■ **Instrução A**
No texto sobre o julgamento do marco temporal, reescreva em forma de lista o parágrafo que começa com "O marco temporal é uma tese jurídica", mantendo os fatos principais.
■ **Instrução B**
Altere o trecho do texto sobre o marco temporal que começa nas palavras "O voto mais" e termina depois de "legislativas de restringi-los.", trocando "quinta-feira" por "sexta-feira".
■ **Instrução C**
Prossiga com o texto sobre o julgamento do marco temporal no Supremo a partir do ponto em que ele termina.

O julgamento sobre o chamado marco temporal voltou ao centro do debate jurídico e político brasileiro com a abertura de uma nova sessão no plenário virtual do Supremo Tribunal Federal. Em poucos dias, a Corte formou um placar inicial de três votos a zero pela inconstitucionalidade da tese, que restringe o direito dos povos indígenas à posse apenas das terras ocupadas em 5 de outubro de 1988, data da promulgação da Constituição Federal.

O voto mais recente foi registrado pelo ministro Cristiano Zanin, somando-se às manifestações anteriores de Gilmar Mendes, relator do caso, e de Flávio Dino. A votação permanece aberta até quinta-feira, quando os demais ministros deverão se manifestar. O resultado final tem potencial para redefinir, mais uma vez, os limites entre os direitos originários dos povos indígenas e as tentativas legislativas de restringi-los.
O que está em julgamento no Supremo
O marco temporal é uma tese jurídica segundo a qual os povos indígenas só teriam direito às terras que estivessem sob sua posse na data da promulgação da Constituição de 1988 ou que estivessem em disputa judicial naquele momento. Para os defensores da tese, essa interpretação traria segurança jurídica ao processo de demarcação. Para os povos indígenas e seus apoiadores, no entanto, ela ignora um histórico de expulsões, violência e deslocamentos forçados ocorridos antes e depois da Constituição.

Registros de anotação de pontos
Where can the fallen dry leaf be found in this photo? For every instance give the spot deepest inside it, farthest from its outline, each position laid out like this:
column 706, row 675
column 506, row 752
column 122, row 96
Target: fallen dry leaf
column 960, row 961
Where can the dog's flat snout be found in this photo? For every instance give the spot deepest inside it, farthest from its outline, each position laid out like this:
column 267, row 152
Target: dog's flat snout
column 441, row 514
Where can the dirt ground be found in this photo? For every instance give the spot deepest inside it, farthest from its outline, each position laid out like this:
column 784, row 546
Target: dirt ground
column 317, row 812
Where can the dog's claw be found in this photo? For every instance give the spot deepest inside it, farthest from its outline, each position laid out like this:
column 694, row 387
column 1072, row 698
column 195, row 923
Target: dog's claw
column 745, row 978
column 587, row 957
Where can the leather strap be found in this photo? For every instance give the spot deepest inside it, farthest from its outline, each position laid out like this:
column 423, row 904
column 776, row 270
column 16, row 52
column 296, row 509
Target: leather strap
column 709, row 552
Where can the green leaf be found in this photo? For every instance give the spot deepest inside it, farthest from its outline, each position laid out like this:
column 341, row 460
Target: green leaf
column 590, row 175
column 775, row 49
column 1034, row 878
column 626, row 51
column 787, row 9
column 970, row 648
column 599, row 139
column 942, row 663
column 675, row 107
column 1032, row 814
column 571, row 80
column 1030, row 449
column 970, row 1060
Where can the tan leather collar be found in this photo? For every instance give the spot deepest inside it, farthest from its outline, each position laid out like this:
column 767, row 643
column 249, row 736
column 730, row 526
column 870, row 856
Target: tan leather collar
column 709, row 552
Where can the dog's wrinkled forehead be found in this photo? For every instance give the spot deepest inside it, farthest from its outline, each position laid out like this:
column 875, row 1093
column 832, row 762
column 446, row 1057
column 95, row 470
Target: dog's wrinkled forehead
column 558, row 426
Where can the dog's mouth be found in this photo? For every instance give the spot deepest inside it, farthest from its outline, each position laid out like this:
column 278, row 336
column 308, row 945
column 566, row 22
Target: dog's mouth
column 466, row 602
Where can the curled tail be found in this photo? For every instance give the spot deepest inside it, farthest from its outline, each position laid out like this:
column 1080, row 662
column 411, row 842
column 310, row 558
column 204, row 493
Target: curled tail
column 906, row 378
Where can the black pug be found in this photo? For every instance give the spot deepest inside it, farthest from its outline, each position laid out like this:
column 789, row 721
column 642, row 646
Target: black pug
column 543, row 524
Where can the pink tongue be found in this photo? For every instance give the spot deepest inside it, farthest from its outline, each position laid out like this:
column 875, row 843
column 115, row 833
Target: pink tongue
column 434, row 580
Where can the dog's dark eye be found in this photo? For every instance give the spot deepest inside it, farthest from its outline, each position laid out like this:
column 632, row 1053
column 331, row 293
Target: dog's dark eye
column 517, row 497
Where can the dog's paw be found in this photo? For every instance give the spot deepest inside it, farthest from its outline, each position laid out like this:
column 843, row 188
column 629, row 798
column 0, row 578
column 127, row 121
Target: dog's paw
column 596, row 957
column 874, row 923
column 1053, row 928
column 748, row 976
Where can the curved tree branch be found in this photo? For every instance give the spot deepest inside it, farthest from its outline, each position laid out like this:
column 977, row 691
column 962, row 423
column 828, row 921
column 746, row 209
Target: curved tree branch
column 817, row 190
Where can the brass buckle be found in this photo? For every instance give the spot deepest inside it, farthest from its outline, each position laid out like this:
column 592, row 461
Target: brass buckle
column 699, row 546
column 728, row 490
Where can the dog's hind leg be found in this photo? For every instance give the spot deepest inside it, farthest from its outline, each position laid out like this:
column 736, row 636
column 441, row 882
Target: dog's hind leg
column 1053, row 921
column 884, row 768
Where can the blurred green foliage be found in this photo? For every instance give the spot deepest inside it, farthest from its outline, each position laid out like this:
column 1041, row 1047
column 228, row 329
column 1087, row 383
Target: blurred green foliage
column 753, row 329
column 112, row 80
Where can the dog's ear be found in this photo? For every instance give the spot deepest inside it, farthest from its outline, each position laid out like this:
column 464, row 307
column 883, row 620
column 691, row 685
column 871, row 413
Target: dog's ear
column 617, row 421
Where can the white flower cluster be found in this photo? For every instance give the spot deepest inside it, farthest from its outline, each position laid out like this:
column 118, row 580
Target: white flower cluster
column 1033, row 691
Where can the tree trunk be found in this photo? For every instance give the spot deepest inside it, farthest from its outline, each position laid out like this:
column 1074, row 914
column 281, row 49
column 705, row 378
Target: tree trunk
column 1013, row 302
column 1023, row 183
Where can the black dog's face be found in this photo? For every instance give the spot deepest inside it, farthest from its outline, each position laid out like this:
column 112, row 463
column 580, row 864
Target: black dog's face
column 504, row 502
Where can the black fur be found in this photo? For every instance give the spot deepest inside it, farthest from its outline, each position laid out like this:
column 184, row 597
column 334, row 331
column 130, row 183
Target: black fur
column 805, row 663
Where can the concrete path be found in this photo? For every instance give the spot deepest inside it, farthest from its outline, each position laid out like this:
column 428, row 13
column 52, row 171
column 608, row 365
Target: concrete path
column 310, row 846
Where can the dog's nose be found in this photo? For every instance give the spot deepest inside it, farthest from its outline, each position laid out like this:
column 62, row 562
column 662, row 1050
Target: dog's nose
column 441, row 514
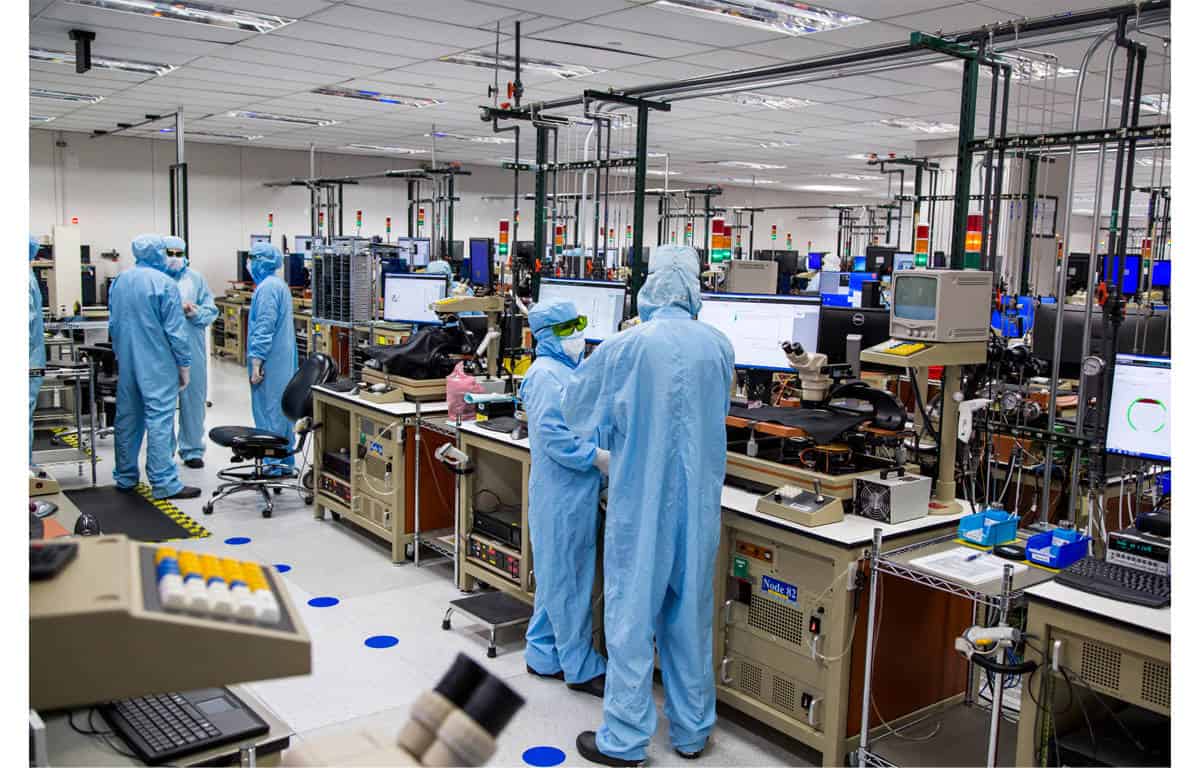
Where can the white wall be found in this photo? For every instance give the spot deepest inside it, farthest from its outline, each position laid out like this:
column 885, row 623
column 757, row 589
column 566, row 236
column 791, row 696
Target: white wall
column 118, row 187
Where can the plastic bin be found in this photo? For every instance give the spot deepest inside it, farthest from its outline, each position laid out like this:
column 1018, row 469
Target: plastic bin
column 988, row 528
column 1056, row 549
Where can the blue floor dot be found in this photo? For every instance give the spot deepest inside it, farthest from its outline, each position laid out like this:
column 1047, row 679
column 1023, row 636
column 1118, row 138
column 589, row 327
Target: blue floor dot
column 381, row 641
column 543, row 756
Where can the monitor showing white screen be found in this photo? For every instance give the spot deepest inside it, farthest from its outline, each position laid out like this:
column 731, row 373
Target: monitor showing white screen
column 414, row 250
column 601, row 303
column 407, row 298
column 756, row 325
column 1140, row 408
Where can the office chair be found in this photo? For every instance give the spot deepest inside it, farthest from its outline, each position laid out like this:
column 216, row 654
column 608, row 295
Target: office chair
column 257, row 445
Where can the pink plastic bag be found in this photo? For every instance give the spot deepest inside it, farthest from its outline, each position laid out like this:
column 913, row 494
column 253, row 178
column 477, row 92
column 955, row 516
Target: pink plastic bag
column 459, row 385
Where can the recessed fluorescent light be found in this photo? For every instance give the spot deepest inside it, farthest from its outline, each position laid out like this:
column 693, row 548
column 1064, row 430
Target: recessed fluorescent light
column 1153, row 103
column 489, row 61
column 777, row 16
column 193, row 12
column 42, row 93
column 384, row 99
column 922, row 126
column 382, row 148
column 463, row 137
column 124, row 65
column 768, row 101
column 827, row 187
column 856, row 177
column 213, row 135
column 744, row 163
column 243, row 114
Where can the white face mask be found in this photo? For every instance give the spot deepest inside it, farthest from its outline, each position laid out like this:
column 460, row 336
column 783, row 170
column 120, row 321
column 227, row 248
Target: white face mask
column 574, row 347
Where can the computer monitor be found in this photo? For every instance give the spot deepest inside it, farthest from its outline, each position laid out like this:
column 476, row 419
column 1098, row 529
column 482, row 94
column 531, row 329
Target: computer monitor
column 603, row 303
column 407, row 298
column 480, row 262
column 756, row 325
column 941, row 305
column 1140, row 408
column 837, row 323
column 1161, row 274
column 414, row 250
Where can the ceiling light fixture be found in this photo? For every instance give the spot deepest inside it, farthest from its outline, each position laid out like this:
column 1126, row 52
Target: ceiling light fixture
column 383, row 148
column 777, row 16
column 463, row 137
column 921, row 126
column 42, row 93
column 244, row 114
column 384, row 99
column 213, row 135
column 827, row 187
column 489, row 61
column 123, row 65
column 767, row 101
column 744, row 163
column 193, row 12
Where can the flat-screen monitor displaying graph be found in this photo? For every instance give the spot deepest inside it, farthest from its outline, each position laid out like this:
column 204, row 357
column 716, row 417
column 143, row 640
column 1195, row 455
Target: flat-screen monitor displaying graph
column 1140, row 409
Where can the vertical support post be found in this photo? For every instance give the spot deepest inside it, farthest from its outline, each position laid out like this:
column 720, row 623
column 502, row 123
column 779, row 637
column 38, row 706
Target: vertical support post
column 963, row 171
column 639, row 261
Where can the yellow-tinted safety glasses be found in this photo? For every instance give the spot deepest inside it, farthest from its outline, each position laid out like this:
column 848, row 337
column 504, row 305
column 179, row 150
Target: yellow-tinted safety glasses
column 570, row 327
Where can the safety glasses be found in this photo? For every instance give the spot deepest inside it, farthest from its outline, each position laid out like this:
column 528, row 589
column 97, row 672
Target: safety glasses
column 570, row 327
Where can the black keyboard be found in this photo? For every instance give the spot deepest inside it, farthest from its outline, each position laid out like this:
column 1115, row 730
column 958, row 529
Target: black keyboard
column 168, row 726
column 1117, row 582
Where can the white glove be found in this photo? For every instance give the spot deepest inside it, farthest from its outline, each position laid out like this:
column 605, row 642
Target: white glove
column 601, row 461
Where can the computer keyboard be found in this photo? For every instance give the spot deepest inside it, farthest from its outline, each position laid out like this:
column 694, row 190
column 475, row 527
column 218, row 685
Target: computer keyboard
column 168, row 726
column 1117, row 582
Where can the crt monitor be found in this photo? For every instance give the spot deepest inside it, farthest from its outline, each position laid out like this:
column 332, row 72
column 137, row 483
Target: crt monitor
column 756, row 325
column 1140, row 408
column 603, row 303
column 414, row 250
column 407, row 298
column 480, row 261
column 837, row 323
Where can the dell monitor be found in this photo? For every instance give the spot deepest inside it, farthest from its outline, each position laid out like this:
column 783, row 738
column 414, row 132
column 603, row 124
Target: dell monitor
column 407, row 298
column 480, row 262
column 941, row 305
column 414, row 250
column 603, row 303
column 756, row 325
column 838, row 323
column 1140, row 408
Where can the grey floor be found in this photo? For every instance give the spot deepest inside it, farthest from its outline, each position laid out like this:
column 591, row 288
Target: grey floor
column 355, row 687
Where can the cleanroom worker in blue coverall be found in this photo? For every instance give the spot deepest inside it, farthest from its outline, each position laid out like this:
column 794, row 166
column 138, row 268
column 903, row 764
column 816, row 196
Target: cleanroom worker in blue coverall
column 270, row 346
column 36, row 342
column 657, row 395
column 149, row 335
column 199, row 311
column 564, row 497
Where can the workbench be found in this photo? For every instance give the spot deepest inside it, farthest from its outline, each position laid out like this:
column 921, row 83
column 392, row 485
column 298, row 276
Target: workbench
column 814, row 558
column 365, row 469
column 1115, row 648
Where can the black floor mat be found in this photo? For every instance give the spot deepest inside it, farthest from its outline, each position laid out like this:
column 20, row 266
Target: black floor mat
column 137, row 515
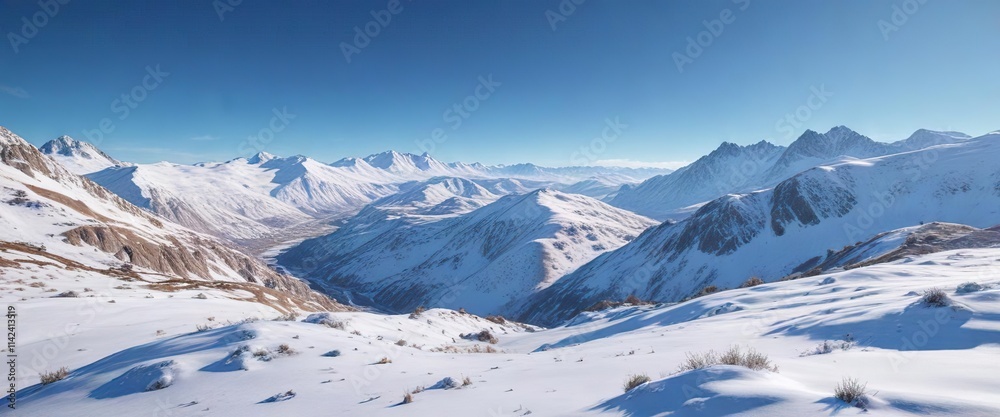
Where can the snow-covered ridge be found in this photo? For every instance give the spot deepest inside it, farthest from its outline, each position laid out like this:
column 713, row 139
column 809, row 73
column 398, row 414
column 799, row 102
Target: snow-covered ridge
column 81, row 158
column 483, row 260
column 738, row 169
column 774, row 232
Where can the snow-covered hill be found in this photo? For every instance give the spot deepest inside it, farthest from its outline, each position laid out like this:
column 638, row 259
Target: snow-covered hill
column 734, row 169
column 868, row 323
column 482, row 261
column 53, row 218
column 78, row 157
column 266, row 199
column 729, row 168
column 778, row 231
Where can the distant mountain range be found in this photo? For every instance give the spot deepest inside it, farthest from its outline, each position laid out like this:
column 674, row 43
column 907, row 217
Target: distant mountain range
column 396, row 231
column 733, row 168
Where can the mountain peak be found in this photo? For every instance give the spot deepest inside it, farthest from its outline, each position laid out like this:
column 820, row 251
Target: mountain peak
column 78, row 156
column 10, row 138
column 261, row 157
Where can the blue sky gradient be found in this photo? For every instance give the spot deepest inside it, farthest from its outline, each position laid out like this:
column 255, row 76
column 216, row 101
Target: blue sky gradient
column 274, row 77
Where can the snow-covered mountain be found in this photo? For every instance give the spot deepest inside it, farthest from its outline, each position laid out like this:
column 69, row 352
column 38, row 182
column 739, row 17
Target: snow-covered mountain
column 733, row 169
column 774, row 232
column 55, row 217
column 265, row 199
column 729, row 168
column 482, row 261
column 78, row 157
column 868, row 323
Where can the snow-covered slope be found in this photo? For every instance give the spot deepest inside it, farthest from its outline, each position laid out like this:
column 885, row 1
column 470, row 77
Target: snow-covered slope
column 866, row 323
column 729, row 168
column 734, row 169
column 769, row 233
column 51, row 216
column 265, row 199
column 78, row 157
column 482, row 261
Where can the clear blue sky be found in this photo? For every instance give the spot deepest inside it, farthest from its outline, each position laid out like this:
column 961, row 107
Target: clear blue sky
column 606, row 59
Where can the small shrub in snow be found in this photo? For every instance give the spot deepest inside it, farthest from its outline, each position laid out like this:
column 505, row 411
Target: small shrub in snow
column 751, row 282
column 968, row 287
column 53, row 376
column 285, row 396
column 853, row 392
column 711, row 289
column 633, row 300
column 935, row 297
column 262, row 354
column 486, row 336
column 286, row 317
column 635, row 380
column 751, row 359
column 699, row 360
column 497, row 319
column 829, row 346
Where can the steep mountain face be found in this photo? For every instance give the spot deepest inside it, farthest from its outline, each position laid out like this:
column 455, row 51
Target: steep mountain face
column 735, row 169
column 483, row 261
column 72, row 219
column 729, row 168
column 265, row 199
column 901, row 243
column 78, row 157
column 924, row 138
column 788, row 228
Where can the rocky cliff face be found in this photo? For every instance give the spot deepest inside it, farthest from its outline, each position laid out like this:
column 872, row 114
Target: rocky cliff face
column 86, row 214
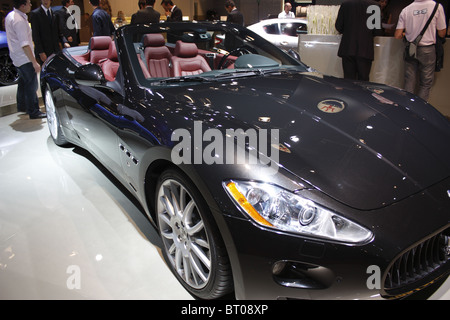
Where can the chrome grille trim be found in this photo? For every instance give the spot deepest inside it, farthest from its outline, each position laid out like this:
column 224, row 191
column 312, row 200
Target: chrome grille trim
column 418, row 262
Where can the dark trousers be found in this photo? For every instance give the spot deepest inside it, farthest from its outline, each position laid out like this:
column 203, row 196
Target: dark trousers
column 420, row 72
column 27, row 99
column 356, row 68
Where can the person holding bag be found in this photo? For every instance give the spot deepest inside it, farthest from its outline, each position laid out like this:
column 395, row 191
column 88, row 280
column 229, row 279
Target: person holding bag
column 422, row 21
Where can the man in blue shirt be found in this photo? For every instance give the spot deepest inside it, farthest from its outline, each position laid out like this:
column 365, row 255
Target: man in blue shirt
column 101, row 21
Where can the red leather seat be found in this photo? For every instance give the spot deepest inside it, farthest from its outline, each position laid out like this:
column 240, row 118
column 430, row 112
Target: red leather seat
column 111, row 64
column 186, row 60
column 157, row 55
column 99, row 47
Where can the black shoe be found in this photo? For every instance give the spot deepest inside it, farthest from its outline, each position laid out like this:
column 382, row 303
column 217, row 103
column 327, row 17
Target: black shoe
column 38, row 115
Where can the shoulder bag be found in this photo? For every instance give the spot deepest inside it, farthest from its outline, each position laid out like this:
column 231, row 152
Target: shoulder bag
column 411, row 47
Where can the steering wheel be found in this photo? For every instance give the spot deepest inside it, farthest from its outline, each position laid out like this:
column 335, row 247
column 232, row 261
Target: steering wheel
column 241, row 51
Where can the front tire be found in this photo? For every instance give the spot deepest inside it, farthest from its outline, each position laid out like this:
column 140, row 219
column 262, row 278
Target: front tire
column 192, row 247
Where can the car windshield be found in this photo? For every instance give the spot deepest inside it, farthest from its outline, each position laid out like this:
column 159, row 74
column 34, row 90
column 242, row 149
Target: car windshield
column 169, row 53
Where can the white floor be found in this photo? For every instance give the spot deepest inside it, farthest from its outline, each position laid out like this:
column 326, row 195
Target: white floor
column 68, row 232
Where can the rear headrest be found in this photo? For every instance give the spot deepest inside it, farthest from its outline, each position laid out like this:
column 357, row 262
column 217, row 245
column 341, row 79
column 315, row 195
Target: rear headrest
column 185, row 50
column 153, row 40
column 99, row 43
column 112, row 52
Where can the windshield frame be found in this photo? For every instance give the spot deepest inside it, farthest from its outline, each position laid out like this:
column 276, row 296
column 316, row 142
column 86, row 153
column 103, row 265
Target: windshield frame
column 132, row 39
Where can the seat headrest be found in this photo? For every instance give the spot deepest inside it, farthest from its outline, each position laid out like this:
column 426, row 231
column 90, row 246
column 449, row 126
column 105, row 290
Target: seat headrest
column 185, row 49
column 112, row 52
column 100, row 43
column 153, row 40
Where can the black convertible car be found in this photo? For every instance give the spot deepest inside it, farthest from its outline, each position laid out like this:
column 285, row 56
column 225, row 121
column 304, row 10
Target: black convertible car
column 263, row 177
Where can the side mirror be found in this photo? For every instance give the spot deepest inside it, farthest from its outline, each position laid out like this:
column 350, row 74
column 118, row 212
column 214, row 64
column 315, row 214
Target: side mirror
column 294, row 54
column 90, row 75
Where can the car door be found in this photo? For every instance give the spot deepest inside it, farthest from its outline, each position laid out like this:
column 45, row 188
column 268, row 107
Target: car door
column 93, row 112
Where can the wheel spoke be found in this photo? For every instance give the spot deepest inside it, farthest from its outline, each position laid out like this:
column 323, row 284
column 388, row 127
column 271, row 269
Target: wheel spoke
column 195, row 229
column 201, row 255
column 183, row 233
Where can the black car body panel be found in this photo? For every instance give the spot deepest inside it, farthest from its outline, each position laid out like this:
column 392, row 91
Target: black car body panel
column 373, row 154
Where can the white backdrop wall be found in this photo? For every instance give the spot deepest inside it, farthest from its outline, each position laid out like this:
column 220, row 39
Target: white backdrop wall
column 189, row 7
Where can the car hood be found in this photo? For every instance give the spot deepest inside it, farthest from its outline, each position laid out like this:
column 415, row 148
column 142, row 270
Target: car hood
column 365, row 145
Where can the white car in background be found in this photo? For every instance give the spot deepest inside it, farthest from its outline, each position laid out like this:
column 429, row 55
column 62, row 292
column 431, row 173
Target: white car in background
column 281, row 32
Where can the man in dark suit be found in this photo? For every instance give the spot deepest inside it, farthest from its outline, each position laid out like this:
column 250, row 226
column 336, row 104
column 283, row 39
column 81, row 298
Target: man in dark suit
column 356, row 48
column 67, row 24
column 146, row 15
column 234, row 15
column 173, row 13
column 101, row 21
column 45, row 31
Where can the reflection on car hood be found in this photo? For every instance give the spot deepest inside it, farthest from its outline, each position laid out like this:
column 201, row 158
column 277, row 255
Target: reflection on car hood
column 365, row 145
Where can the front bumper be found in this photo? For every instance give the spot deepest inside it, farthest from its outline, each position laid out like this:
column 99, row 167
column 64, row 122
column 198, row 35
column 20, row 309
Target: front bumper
column 269, row 264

■ **Resposta A**
- O marco temporal é uma tese jurídica.
- Por ela, os povos indígenas só teriam direito às terras que ocupavam na promulgação da Constituição de 1988 ou que estavam em disputa judicial naquele momento.
- Os defensores dizem que essa interpretação traria segurança jurídica à demarcação.
- Os povos indígenas e seus apoiadores afirmam que ela ignora expulsões, violência e deslocamentos forçados ocorridos antes e depois da Constituição.

■ **Resposta B**
O voto mais recente foi registrado pelo ministro Cristiano Zanin, somando-se às manifestações anteriores de Gilmar Mendes, relator do caso, e de Flávio Dino. A votação permanece aberta até sexta-feira, quando os demais ministros deverão se manifestar. O resultado final tem potencial para redefinir, mais uma vez, os limites entre os direitos originários dos povos indígenas e as tentativas legislativas de restringi-los.

■ **Resposta C**
Em 2023, o próprio Supremo Tribunal Federal já havia declarado o marco temporal inconstitucional, ao reconhecer que os direitos indígenas são originários, anteriores à formação do Estado brasileiro. Ainda assim, o tema retornou à Corte após o Congresso Nacional aprovar a Lei 14.701/2023, que incorporou a tese do marco temporal à legislação infraconstitucional.
O presidente Luiz Inácio Lula da Silva vetou trechos centrais da lei, por considerá-los incompatíveis com a Constituição. O veto, porém, foi derrubado pelo Congresso, fazendo com que a regra voltasse a produzir efeitos. Esse embate institucional levou novamente o tema ao STF, agora em um cenário de maior tensão política e mobilização social.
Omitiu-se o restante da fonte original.